## Selected text
※
No, Mr. Obama is not exactly the same man he was back then. In the near quarter-century between his appearance on that church's doorstep and his move into the White House, he broadened his intellectual horizons with a law degree at Harvard; learned the political ropes during six years in Illinois's state senate and a brief stint in the U.S. one; became a family man.
But in those early years on the South Side, Mr. Obama both developed and displayed a view of public life that helps explain why his presidency has been so different – more rational and pragmatic, less ideological and romantic – than many people had expected at its outset.
In 2008, when voters were projecting whatever they wanted onto a candidate with little national track record, Mr. Obama's background in community organizing was used to fill in ideological blanks. To supporters on the left, his fight for social causes in impoverished, overwhelmingly African-American neighbourhoods fit into a narrative of civil-rights activism and spoke to a deep passion about issues they cared about. To a suspicious right, modern community organizing's roots with the rabble-rousing Saul Alinsky – author of Rules for Radicals, which promised to teach "Have-nots" how to seize power from those who hold it – proved that Mr. Obama was a dangerous socialist.
※
## Dataset section
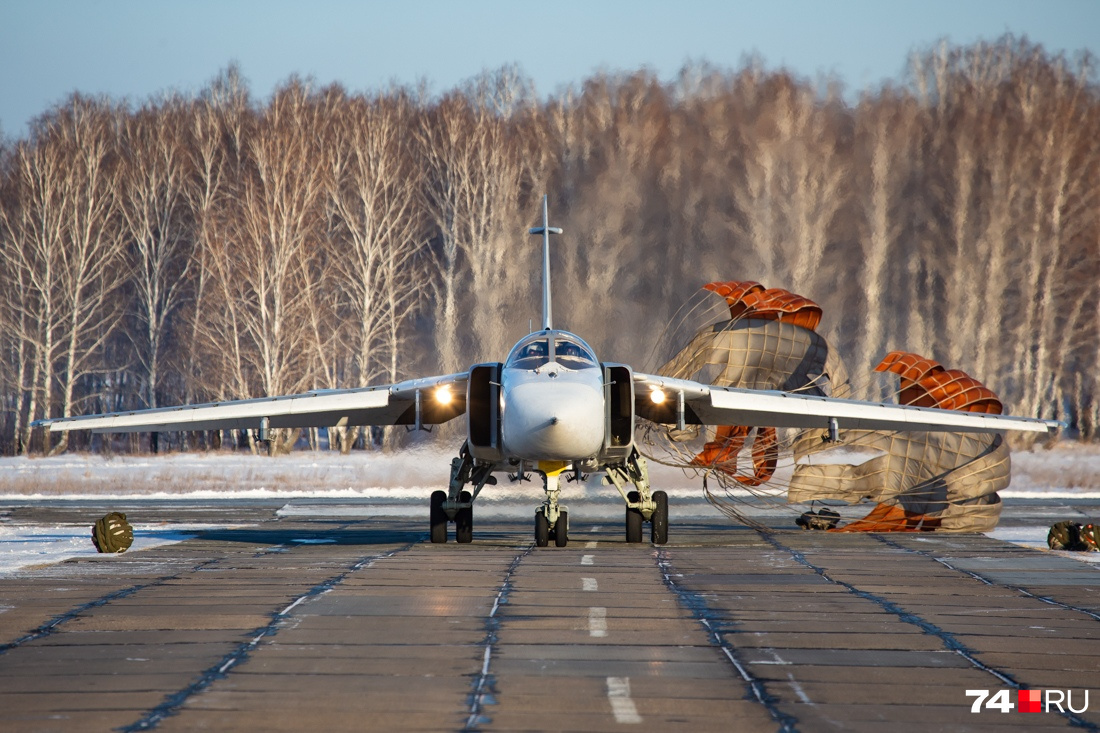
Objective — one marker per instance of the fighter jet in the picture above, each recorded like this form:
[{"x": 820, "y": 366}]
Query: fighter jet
[{"x": 551, "y": 407}]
※
In the passage about Obama's years on the South Side, edit the stretch from "In 2008, when" through "a dangerous socialist." by changing "community organizing" to "grassroots organizing", and write out the revised stretch.

## Solution for this problem
In 2008, when voters were projecting whatever they wanted onto a candidate with little national track record, Mr. Obama's background in grassroots organizing was used to fill in ideological blanks. To supporters on the left, his fight for social causes in impoverished, overwhelmingly African-American neighbourhoods fit into a narrative of civil-rights activism and spoke to a deep passion about issues they cared about. To a suspicious right, modern grassroots organizing's roots with the rabble-rousing Saul Alinsky – author of Rules for Radicals, which promised to teach "Have-nots" how to seize power from those who hold it – proved that Mr. Obama was a dangerous socialist.